-- START OF SUPPLIED TEXT --

So here is my best answer today, but if you ask again in six months, it is likely to change again. This is a fast moving field and the only consistency is change. Reasonable, affordable e-discovery requires three steps (1) establish and operate an interdisciplinary tech/law e-discovery team, a step which many in-house counsel have already begun, (2) strategic cooperation with opposing counsel in technical areas of discovery to avoid unnecessary disputes, instead focusing adversarial arguments on case merits and 26(b)(2)(C) evaluation, and (3) case metrics.
The last point is critical and has been largely ignored by most law firms and vendors in representing their corporate clients. As a client, you have a right to know in advance what an e-discovery production will cost and how long it will take, or at least a range. You also have a right under all state and federal rules to limit the discovery costs proportionally to the value of the case. For too long, in-house counsel have been asked to get on board an e-discovery train without knowing the price of the ticket or how long the trip will take. That must stop in order to get e-discovery under control.

-- END OF SUPPLIED TEXT --

GIVEN PROBLEM —
Answer these questions about the e-discovery text, each from what the text states:
(a) How many steps does it say reasonable, affordable e-discovery requires?
(b) Which of those steps does it call critical?
(c) What two things does it say a client has a right to know in advance about an e-discovery production?

-- START OF SUPPLIED RECORDS --

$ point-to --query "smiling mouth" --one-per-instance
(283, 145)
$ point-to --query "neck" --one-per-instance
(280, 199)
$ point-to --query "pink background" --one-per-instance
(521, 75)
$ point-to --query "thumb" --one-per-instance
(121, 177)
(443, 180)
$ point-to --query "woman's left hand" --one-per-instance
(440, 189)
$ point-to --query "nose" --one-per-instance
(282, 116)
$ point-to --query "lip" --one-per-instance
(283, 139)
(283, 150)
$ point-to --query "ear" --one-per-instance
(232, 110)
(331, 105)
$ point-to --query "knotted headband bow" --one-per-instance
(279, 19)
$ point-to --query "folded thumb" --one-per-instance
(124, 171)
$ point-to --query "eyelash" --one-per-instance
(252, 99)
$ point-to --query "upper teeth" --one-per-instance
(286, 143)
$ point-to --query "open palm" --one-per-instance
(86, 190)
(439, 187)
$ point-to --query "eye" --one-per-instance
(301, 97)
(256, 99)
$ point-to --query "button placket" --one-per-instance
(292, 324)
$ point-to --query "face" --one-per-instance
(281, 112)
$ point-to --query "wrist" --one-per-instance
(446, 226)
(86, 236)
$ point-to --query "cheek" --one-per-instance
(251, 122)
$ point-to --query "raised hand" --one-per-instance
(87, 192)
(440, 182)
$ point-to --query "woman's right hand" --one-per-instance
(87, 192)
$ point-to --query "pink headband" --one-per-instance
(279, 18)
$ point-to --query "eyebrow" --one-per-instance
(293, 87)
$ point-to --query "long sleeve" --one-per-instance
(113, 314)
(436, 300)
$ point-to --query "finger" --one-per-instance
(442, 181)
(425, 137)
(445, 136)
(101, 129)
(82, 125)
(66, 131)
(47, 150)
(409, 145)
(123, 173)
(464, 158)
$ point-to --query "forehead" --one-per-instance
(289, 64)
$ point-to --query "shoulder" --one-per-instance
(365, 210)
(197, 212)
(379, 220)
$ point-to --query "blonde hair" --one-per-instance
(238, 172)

-- END OF SUPPLIED RECORDS --

SOLUTION FOR THIS PROBLEM —
(a) Three.
(b) The third step, case metrics.
(c) What the production will cost and how long it will take, or at least a range.